* What you need to do *
Look through the data below and extract, unchanged, the lines from the one that contains "Category to detect: clear blue sky" to the one that contains "Category to detect: warehouse building", both included.
(Records for this exercise Opens)
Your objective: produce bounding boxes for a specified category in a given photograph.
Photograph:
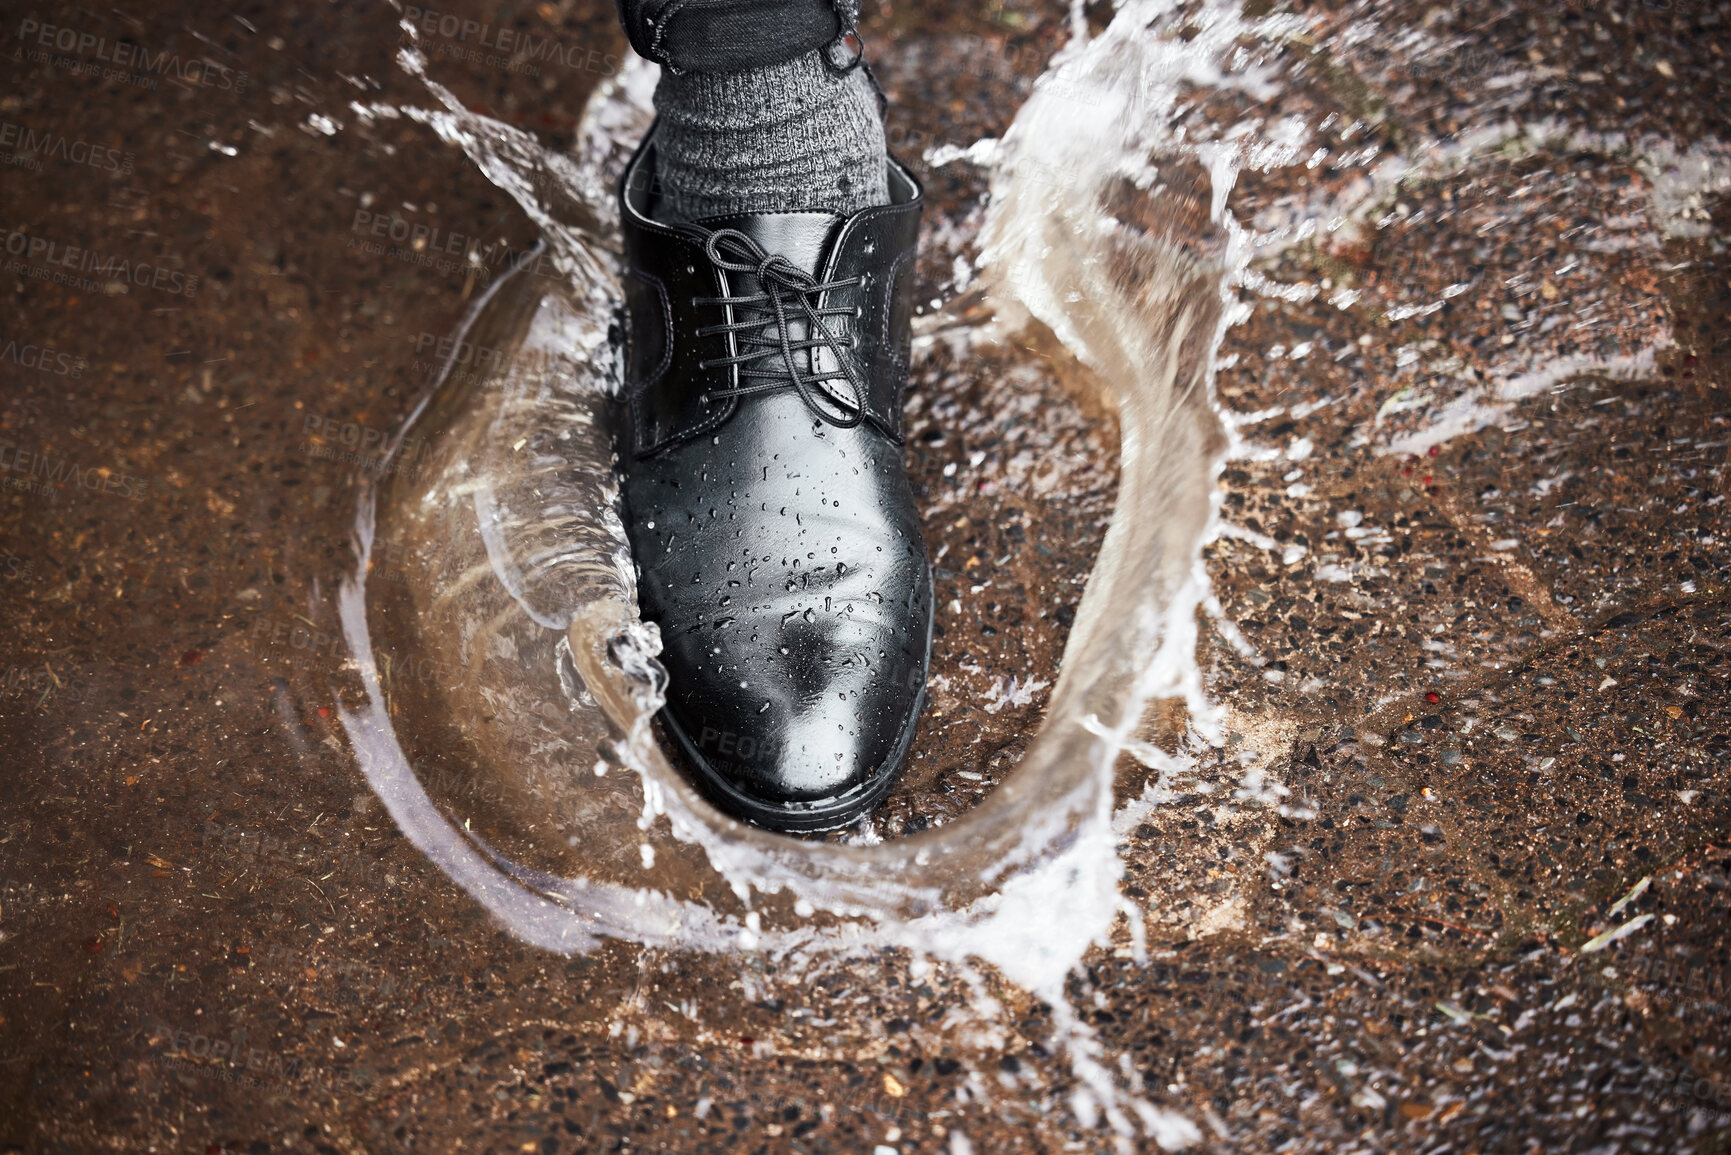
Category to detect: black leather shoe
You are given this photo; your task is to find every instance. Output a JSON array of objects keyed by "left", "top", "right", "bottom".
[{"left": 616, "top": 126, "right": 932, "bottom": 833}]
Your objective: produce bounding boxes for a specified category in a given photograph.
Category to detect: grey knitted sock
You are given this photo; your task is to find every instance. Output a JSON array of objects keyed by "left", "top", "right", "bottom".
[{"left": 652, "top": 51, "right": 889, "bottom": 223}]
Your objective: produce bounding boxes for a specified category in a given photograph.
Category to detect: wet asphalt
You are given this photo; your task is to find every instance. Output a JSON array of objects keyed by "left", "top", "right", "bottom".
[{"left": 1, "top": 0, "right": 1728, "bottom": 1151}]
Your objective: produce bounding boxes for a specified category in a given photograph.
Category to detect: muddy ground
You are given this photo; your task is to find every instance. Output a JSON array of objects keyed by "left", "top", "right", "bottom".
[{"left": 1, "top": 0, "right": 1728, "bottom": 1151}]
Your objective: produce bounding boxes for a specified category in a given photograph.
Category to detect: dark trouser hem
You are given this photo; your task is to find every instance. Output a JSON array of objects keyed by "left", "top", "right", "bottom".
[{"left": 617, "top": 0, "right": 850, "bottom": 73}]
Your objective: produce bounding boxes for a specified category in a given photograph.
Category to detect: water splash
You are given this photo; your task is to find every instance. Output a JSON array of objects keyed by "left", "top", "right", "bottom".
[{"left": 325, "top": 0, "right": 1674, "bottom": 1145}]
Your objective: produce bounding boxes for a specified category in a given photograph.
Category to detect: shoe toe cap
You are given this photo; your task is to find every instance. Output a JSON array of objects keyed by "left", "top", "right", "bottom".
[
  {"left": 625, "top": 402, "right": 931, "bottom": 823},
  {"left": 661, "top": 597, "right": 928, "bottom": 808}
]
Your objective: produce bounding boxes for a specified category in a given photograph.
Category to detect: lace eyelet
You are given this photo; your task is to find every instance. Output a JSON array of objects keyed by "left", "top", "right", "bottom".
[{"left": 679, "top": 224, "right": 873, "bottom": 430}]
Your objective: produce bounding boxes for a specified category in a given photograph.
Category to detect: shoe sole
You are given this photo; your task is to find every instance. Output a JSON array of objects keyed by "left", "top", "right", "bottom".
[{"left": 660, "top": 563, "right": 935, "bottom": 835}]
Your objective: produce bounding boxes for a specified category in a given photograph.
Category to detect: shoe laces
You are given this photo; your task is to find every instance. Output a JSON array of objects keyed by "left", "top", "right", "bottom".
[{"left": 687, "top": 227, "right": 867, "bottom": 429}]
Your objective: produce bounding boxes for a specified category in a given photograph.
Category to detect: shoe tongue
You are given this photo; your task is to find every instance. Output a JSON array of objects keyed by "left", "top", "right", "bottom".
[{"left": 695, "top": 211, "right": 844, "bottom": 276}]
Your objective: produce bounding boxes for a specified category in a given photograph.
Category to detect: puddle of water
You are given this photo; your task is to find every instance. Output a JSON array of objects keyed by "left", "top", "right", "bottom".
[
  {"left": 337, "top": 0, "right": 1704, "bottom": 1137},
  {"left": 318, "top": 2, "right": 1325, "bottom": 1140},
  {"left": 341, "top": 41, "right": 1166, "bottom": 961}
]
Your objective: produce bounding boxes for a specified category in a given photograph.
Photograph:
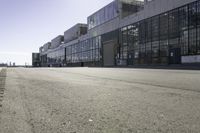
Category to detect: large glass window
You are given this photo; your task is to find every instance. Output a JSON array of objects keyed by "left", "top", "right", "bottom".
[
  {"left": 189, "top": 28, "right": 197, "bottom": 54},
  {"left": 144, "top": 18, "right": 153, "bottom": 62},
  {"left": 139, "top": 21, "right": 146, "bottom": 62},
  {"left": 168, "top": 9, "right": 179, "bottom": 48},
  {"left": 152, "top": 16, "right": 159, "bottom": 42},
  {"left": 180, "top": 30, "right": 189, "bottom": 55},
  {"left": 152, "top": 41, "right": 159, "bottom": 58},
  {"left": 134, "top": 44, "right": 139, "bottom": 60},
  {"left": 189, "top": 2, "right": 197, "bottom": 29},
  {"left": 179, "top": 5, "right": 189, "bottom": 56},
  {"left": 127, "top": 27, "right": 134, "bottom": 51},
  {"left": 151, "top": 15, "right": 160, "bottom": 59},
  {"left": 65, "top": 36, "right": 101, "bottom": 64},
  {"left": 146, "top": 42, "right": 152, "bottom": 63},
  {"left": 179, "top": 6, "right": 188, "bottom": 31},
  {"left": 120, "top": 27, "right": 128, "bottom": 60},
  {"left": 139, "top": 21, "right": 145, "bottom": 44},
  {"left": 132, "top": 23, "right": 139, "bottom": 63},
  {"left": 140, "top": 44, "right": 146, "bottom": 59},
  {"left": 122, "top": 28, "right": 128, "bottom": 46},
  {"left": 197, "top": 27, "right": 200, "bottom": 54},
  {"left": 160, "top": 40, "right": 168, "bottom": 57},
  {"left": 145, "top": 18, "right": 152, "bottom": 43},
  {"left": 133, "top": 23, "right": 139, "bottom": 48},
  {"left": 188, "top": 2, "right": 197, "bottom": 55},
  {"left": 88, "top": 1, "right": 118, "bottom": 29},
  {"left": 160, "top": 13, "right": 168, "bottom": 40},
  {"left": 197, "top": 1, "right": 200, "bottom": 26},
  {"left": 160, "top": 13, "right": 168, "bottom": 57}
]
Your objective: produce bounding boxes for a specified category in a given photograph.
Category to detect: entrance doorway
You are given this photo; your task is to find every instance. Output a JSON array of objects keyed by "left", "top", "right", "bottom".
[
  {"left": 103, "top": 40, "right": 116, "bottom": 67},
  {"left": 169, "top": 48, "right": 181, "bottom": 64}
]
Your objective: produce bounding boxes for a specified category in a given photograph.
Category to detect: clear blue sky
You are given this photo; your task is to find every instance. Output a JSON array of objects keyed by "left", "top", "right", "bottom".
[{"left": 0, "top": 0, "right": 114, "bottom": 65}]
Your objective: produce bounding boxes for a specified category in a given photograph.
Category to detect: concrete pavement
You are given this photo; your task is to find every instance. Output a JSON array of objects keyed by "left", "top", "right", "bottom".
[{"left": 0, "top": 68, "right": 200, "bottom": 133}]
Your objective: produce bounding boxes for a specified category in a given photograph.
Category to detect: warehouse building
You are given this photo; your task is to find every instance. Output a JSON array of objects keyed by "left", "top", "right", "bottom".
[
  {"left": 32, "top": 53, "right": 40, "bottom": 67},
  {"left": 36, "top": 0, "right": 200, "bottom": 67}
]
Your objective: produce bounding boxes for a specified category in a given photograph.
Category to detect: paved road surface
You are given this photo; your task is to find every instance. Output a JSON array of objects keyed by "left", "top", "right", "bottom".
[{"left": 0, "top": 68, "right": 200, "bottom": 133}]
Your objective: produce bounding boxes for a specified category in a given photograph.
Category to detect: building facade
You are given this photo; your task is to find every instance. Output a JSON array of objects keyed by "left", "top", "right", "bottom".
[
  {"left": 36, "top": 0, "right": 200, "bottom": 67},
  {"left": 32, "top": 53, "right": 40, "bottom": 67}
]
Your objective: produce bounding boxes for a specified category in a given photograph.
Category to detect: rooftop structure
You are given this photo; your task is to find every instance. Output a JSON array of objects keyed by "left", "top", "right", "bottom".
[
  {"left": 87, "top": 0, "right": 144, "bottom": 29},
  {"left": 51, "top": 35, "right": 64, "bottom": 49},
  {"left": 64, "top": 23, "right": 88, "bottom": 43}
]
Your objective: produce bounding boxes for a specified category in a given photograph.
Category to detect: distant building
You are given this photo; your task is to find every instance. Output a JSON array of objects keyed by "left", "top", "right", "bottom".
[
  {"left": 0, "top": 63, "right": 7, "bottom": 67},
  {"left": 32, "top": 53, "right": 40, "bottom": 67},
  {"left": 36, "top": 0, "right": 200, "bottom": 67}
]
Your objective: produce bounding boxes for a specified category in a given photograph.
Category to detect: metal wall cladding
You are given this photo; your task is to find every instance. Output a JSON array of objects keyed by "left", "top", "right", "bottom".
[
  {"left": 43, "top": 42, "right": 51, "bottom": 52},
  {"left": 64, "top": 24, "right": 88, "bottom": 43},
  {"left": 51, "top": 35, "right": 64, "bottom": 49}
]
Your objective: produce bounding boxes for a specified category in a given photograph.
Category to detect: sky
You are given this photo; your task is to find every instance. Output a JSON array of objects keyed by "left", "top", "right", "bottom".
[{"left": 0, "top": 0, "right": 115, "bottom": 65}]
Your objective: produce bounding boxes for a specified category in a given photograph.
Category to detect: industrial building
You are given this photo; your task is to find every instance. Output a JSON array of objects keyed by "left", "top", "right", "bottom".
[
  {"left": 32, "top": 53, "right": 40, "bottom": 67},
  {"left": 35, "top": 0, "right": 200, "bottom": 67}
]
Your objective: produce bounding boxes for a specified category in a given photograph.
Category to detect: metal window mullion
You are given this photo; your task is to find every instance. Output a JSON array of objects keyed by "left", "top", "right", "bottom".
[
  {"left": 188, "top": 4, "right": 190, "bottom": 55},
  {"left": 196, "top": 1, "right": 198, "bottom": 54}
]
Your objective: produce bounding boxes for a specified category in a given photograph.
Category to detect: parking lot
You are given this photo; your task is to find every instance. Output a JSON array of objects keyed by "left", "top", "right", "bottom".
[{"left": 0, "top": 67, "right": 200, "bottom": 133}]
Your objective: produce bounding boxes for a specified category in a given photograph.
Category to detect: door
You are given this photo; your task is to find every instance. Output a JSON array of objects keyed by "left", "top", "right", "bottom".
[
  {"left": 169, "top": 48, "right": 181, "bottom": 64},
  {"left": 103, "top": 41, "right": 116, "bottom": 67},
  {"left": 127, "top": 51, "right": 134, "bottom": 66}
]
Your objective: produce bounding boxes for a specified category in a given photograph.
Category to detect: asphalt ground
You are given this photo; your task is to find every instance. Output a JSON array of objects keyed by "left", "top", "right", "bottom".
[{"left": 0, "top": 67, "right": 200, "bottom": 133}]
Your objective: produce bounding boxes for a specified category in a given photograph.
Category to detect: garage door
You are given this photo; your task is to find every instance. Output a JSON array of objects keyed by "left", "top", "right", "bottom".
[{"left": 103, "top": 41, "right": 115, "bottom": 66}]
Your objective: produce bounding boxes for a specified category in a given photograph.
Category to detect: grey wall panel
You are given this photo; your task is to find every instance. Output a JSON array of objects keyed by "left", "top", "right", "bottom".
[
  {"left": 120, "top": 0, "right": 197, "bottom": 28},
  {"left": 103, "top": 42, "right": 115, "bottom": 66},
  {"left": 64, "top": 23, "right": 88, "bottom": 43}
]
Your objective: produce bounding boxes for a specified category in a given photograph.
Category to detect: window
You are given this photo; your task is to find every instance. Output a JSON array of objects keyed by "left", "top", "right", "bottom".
(Records for this exercise Closes)
* Reply to the exercise *
Category to detect: clear blue sky
You are given this photo; your task is to find every instance. Output a JSON array of objects keyed by "left", "top", "right", "bottom".
[{"left": 0, "top": 0, "right": 114, "bottom": 65}]
Your objective: produce bounding boxes for a specified category in a given photograph.
Category to detect: concrete pavement
You are given this photo; your task is to find every instance. Output a JSON array of objects keyed by "left", "top", "right", "bottom".
[{"left": 0, "top": 68, "right": 200, "bottom": 133}]
Your objective: produce bounding boxes for a specified category in a given photograph.
Category to detect: warehouse building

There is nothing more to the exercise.